WHAT YOU WILL DO. Output exactly the lines that run from the line with "Where can you find the bird's foot" to the end of the material, both ends included, and no other lines.
• • •
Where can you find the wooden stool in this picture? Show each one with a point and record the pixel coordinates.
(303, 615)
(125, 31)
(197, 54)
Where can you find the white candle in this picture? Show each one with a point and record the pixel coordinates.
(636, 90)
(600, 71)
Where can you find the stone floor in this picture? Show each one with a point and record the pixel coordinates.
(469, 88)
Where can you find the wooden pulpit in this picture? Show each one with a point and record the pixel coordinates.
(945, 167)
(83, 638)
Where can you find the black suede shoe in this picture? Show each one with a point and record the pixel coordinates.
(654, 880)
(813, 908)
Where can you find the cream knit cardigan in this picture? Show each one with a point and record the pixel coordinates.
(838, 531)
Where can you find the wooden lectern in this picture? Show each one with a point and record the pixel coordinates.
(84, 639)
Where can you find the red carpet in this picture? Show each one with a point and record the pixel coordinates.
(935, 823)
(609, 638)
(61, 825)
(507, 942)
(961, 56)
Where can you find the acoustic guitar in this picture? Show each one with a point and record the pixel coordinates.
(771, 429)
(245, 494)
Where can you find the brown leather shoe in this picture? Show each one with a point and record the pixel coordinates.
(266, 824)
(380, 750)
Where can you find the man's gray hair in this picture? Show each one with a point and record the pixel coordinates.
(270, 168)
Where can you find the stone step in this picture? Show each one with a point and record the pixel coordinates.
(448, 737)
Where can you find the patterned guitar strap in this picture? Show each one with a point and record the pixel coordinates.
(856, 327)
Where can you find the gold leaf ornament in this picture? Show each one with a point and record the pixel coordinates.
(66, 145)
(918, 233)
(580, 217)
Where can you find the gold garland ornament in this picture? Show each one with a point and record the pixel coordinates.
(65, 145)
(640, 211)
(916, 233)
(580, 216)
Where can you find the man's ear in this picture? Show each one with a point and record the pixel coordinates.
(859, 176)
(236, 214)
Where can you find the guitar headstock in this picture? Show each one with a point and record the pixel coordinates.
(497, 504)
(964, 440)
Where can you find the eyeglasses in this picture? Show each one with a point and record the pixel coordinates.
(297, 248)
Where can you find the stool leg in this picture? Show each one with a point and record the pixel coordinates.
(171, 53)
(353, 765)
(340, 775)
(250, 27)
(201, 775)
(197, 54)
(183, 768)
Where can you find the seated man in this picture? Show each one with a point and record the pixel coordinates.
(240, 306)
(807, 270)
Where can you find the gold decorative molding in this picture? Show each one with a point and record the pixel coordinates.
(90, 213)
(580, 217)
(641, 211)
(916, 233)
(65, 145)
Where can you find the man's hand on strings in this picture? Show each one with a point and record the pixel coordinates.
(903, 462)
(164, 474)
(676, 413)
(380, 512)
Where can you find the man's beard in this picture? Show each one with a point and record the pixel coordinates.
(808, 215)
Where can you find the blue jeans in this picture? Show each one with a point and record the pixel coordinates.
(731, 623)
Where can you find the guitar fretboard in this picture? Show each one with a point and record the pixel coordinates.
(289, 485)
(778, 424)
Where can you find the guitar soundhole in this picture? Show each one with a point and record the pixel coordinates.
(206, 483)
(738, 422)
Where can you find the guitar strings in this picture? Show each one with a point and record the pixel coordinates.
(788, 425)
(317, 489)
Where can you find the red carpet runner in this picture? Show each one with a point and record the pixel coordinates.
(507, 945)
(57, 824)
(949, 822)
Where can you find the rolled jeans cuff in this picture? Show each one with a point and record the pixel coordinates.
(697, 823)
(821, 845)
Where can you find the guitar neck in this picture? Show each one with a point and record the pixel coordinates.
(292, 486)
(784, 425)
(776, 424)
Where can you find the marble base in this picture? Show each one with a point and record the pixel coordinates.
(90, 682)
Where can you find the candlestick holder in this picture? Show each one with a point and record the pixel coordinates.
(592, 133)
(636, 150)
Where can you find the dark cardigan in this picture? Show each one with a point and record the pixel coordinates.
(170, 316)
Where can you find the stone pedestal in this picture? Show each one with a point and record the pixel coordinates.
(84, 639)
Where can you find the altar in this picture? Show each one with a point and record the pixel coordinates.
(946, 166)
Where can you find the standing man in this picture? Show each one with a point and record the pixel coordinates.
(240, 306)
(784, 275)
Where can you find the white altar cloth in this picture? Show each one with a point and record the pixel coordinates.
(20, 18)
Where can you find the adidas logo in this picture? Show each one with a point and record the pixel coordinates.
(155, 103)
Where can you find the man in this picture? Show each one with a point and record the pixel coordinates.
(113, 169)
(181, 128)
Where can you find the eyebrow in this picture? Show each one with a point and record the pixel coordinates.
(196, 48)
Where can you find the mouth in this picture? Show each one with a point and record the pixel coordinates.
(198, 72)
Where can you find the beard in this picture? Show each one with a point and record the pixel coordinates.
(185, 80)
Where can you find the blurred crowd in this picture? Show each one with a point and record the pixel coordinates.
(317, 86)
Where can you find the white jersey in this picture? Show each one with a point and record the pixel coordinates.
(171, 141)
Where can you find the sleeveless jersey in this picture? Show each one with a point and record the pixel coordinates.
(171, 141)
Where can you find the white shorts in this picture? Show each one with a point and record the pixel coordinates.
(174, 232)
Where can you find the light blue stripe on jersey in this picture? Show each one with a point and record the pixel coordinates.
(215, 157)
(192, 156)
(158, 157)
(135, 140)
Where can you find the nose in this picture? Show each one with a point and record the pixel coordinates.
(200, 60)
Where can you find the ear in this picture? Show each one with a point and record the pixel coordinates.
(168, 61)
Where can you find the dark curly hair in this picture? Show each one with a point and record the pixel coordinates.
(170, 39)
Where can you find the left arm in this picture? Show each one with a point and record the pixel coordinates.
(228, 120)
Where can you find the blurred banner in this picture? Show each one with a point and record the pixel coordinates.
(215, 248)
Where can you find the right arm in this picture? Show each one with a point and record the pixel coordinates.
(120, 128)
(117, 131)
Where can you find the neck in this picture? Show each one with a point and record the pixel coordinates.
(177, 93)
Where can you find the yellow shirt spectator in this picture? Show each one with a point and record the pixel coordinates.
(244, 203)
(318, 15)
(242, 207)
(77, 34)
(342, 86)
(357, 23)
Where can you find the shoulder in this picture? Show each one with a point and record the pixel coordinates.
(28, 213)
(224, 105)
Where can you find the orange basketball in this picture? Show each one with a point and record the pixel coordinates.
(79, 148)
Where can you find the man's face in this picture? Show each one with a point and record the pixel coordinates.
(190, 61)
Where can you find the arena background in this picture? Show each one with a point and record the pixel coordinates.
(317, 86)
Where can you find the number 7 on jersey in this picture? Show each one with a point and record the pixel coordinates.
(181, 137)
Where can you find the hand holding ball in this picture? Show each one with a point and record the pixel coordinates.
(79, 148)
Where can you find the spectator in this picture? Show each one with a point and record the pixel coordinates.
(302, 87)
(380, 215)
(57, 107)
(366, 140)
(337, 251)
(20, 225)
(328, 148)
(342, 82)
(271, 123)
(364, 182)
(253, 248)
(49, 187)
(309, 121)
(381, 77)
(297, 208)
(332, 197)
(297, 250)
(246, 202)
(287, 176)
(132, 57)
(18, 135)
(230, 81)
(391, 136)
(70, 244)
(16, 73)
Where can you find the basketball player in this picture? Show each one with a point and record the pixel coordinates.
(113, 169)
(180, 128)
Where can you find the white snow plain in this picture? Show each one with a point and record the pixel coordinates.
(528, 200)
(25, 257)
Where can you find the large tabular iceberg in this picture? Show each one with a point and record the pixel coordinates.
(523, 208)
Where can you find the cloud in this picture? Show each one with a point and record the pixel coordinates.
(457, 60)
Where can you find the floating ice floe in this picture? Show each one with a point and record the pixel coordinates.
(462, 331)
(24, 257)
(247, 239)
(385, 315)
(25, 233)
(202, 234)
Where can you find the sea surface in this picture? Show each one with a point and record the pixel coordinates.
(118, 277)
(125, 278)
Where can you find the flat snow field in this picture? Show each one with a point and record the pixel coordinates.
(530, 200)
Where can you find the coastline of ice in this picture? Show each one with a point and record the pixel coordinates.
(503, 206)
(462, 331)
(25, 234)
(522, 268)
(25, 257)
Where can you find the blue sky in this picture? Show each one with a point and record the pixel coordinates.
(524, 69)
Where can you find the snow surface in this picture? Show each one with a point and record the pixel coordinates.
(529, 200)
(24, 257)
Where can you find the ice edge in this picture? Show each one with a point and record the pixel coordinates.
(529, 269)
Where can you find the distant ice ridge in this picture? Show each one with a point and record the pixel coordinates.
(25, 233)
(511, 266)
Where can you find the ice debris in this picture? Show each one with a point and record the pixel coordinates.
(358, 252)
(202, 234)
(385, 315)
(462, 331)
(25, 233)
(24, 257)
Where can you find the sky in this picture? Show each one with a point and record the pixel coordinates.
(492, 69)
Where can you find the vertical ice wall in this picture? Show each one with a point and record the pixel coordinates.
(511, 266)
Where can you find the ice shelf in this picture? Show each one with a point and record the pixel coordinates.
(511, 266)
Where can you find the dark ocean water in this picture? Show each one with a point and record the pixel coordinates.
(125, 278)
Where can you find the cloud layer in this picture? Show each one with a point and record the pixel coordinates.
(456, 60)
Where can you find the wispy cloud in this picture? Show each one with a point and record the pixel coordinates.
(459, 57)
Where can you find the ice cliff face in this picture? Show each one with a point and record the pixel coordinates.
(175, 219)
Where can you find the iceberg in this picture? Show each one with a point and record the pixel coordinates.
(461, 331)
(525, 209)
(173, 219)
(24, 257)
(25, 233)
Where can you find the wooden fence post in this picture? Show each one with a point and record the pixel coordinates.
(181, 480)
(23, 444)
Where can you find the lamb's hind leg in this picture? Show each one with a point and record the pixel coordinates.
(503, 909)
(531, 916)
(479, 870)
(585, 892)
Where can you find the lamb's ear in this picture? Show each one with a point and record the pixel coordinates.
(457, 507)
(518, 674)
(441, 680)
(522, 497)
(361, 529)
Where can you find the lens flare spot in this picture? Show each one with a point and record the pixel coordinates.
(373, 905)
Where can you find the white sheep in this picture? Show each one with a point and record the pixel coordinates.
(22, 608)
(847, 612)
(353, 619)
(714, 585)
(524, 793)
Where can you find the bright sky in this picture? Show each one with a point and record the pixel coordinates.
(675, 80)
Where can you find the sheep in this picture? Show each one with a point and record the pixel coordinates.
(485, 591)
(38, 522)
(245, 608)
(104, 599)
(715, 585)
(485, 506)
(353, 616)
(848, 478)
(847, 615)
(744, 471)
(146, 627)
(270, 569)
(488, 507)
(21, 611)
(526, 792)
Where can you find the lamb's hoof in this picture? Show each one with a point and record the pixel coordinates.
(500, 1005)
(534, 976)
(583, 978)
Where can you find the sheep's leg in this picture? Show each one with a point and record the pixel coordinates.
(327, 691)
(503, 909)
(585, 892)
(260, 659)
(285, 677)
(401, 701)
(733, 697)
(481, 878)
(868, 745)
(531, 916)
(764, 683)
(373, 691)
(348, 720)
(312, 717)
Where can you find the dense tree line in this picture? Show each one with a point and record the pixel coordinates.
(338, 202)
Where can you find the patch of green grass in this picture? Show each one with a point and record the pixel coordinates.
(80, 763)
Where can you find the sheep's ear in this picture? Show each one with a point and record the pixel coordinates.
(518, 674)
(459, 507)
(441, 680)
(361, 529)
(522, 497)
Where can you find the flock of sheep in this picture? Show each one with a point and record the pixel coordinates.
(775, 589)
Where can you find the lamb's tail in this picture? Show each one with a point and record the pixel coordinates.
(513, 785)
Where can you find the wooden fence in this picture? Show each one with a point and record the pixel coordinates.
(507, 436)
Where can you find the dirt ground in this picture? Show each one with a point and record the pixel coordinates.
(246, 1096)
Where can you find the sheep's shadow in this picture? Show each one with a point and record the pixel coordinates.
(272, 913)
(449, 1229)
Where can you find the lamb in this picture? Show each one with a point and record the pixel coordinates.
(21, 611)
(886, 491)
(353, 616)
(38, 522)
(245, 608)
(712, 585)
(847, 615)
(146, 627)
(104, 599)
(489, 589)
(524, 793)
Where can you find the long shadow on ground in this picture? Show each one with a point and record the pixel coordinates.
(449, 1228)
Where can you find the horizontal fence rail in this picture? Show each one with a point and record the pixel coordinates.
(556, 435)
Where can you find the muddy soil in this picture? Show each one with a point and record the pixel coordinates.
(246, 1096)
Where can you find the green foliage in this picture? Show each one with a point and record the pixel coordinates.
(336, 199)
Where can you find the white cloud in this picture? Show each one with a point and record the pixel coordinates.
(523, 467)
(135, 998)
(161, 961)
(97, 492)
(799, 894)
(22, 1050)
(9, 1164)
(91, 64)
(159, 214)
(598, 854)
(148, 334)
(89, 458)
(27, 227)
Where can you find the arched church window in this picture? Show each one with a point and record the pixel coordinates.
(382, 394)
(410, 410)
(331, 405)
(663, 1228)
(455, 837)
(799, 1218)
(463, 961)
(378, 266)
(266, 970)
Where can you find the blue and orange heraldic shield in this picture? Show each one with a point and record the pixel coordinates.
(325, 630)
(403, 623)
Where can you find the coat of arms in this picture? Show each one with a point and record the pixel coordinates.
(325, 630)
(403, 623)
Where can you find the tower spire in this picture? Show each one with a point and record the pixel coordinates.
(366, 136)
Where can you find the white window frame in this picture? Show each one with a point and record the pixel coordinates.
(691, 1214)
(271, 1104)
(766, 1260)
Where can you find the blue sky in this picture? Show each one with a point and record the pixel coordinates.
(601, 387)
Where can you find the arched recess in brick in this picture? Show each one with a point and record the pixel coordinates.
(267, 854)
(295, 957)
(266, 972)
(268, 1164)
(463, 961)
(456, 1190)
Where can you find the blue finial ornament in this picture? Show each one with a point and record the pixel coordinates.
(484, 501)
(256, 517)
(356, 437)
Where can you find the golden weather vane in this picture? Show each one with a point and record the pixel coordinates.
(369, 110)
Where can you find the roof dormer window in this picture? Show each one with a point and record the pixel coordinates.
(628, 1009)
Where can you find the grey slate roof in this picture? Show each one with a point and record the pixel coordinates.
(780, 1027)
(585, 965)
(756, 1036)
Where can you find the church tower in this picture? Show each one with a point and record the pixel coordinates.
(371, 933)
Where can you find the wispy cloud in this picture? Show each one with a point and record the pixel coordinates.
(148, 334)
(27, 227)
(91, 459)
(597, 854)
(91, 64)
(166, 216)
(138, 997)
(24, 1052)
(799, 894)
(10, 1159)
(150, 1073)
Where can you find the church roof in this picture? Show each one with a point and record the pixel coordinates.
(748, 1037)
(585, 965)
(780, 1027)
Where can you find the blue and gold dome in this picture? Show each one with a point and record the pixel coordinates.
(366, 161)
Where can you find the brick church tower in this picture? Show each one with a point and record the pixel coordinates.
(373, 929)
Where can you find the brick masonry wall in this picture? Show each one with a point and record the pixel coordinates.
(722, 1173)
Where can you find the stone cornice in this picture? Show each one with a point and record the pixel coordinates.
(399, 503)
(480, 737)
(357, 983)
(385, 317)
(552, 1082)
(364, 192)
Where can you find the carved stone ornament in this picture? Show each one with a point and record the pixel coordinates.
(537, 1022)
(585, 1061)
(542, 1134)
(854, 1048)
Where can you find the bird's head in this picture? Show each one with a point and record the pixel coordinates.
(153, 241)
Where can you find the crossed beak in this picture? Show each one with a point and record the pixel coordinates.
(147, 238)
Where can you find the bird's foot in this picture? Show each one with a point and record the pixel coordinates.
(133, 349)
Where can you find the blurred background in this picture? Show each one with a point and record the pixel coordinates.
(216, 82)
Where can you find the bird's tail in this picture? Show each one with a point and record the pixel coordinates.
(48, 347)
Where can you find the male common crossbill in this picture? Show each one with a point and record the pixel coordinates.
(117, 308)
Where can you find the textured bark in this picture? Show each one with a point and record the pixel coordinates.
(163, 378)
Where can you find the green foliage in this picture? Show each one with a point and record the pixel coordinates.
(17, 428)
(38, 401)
• • •
SOLUTION TO THE PROBLEM.
Where can you find the bird's foot in this picture? Show each one with a point and record the pixel coordinates.
(133, 349)
Where can you find the blurred background in this picture? Show each one with a point and record the pixel coordinates.
(216, 82)
Where can you find the bird's tail in this picture? Show each one with a point and record the pixel coordinates.
(48, 347)
Where can you find the male common crossbill in this picture? Show each one with a point and record the pixel coordinates.
(117, 308)
Where can you find the textured bark in this picture? Show each one with a point and record the pixel coordinates.
(163, 378)
Where can you find the green foliage in this picture? Show each one with a point and record the pixel coordinates.
(17, 428)
(38, 401)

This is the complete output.